** Raw data follows **
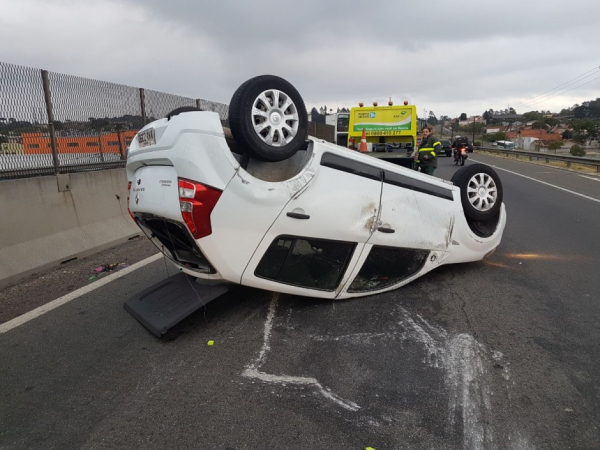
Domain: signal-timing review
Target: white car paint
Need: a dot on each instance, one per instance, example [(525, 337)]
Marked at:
[(425, 212)]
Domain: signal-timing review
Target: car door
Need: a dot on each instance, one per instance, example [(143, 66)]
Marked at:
[(412, 233), (319, 235)]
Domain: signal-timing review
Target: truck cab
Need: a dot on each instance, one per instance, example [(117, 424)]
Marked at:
[(391, 128)]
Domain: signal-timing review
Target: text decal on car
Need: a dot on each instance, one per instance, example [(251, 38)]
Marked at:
[(146, 138)]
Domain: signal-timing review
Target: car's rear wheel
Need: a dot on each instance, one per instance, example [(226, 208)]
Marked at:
[(481, 191), (268, 118)]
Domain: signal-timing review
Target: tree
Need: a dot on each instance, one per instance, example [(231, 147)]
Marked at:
[(577, 150)]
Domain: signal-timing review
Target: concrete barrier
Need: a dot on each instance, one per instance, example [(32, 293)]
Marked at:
[(47, 220)]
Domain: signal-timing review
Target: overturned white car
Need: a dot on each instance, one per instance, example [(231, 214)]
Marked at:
[(274, 209)]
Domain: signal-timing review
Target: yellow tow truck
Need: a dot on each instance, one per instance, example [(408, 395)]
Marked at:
[(391, 131)]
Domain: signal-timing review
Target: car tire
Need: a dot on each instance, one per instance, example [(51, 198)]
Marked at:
[(257, 117), (481, 191)]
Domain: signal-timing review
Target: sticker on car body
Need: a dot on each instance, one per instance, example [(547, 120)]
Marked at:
[(146, 138)]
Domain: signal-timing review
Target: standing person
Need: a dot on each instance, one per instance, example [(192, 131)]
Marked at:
[(427, 153)]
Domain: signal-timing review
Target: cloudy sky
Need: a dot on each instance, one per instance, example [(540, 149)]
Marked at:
[(447, 57)]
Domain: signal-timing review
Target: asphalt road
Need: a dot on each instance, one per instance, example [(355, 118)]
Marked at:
[(496, 355)]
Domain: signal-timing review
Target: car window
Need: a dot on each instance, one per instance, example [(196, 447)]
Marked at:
[(306, 262), (349, 165), (387, 266), (405, 182)]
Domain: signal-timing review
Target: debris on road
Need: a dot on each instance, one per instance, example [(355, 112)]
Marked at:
[(103, 268)]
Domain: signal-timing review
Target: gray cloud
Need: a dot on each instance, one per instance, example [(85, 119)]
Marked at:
[(449, 57)]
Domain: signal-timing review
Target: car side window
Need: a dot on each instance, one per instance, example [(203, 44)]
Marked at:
[(387, 266), (349, 165), (306, 262)]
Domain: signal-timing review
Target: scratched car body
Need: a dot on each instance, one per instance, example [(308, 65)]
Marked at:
[(326, 222)]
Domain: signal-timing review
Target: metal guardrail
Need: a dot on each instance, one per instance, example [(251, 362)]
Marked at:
[(52, 123), (535, 156)]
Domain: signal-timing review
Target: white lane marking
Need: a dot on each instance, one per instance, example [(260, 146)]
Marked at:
[(252, 370), (590, 178), (465, 362), (18, 321), (540, 181)]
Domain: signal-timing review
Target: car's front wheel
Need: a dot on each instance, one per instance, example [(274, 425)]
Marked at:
[(481, 191), (268, 118)]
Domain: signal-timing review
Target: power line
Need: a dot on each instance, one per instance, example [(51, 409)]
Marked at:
[(562, 93), (584, 75)]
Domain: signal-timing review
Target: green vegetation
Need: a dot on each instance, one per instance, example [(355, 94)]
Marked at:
[(577, 150)]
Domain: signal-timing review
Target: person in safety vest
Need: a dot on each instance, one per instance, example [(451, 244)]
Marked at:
[(426, 157)]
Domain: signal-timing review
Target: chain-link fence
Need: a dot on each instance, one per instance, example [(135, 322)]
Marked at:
[(53, 123)]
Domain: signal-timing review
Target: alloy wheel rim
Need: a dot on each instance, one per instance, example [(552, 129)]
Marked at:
[(275, 118), (482, 191)]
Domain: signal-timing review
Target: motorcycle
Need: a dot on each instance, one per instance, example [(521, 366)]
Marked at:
[(460, 155)]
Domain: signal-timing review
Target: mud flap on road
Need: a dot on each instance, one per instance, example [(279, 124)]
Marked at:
[(167, 303)]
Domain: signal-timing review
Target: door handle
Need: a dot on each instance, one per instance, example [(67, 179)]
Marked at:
[(294, 215)]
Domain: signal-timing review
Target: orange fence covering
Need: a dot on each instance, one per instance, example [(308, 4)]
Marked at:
[(39, 143)]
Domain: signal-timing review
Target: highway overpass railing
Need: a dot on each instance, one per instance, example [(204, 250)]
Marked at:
[(53, 123)]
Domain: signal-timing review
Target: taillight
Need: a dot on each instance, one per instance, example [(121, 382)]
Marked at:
[(128, 193), (196, 202)]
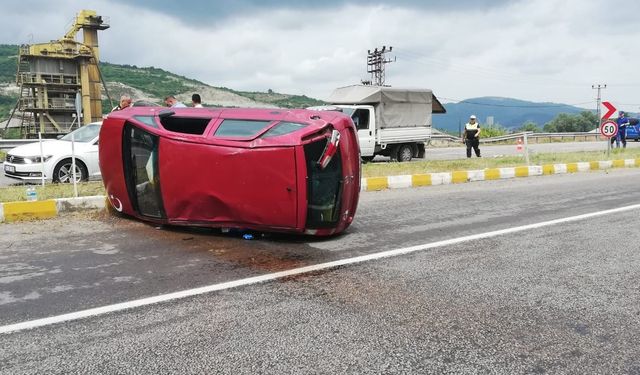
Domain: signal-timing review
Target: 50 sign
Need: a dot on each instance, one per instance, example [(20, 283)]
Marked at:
[(609, 129)]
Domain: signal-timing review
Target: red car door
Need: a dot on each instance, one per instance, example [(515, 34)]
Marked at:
[(213, 183)]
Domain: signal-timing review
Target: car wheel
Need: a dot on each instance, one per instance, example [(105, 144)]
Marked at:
[(366, 159), (405, 153), (62, 173)]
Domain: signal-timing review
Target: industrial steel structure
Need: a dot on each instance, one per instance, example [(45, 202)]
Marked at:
[(60, 81)]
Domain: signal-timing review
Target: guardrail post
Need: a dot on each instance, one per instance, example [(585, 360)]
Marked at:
[(526, 148)]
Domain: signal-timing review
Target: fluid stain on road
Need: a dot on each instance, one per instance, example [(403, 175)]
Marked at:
[(266, 252)]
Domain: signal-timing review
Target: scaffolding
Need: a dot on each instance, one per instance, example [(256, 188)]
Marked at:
[(60, 81)]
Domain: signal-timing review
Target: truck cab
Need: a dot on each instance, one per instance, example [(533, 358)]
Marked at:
[(391, 122)]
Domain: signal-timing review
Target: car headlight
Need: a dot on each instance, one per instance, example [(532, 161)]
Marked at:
[(36, 159)]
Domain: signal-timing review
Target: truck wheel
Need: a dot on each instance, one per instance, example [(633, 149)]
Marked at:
[(405, 153)]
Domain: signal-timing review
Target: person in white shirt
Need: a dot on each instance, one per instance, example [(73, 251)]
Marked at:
[(171, 101), (196, 101), (125, 102)]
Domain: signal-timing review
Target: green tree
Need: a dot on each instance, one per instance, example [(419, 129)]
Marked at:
[(566, 123), (529, 126)]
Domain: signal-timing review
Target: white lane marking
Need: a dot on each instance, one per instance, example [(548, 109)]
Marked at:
[(296, 271)]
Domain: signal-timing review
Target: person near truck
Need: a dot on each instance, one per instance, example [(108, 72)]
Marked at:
[(471, 136), (622, 121)]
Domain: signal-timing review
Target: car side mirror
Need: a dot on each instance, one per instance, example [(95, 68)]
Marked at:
[(329, 150)]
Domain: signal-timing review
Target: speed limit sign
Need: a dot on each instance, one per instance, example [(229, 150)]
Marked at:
[(609, 129)]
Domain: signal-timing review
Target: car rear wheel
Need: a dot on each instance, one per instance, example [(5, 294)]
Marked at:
[(63, 172)]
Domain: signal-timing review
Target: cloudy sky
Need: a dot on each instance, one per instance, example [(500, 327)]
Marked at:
[(539, 50)]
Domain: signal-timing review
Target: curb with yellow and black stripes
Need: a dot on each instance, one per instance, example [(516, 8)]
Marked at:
[(16, 211), (456, 177), (45, 209)]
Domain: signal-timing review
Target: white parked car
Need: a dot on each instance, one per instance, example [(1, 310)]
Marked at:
[(23, 162)]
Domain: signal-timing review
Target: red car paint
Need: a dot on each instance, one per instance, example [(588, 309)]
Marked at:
[(260, 169)]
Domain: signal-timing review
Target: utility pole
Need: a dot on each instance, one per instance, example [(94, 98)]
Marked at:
[(375, 65), (599, 101)]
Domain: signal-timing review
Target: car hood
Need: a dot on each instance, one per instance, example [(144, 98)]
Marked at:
[(49, 147)]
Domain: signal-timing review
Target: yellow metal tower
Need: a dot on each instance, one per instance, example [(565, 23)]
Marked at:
[(58, 78)]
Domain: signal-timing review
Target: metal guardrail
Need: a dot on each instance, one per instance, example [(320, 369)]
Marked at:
[(531, 137), (7, 144), (535, 137)]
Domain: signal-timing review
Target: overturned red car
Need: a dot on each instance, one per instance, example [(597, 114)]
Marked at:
[(258, 169)]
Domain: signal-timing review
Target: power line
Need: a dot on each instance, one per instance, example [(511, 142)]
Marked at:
[(514, 106)]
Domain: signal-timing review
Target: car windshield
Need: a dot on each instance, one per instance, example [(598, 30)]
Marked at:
[(83, 134)]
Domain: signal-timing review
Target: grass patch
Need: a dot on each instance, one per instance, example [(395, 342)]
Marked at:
[(435, 166), (51, 191)]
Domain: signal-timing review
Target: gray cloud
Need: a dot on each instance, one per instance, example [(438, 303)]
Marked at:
[(538, 49), (210, 12)]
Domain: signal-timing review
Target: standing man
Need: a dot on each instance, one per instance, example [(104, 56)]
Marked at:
[(196, 101), (125, 102), (471, 136), (622, 121), (171, 101)]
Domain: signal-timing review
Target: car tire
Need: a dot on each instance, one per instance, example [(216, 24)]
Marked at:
[(404, 153), (62, 172), (366, 159)]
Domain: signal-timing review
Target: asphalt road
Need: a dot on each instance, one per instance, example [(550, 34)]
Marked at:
[(459, 152), (561, 298)]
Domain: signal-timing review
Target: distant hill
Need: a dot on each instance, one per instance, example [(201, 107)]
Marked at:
[(509, 113), (151, 84)]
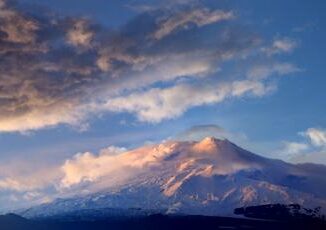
** End of Raw data **
## What is required
Pick out the lines above that hold the string "body" and show them.

## Answer box
Target: sticker on car body
Target: scratched car body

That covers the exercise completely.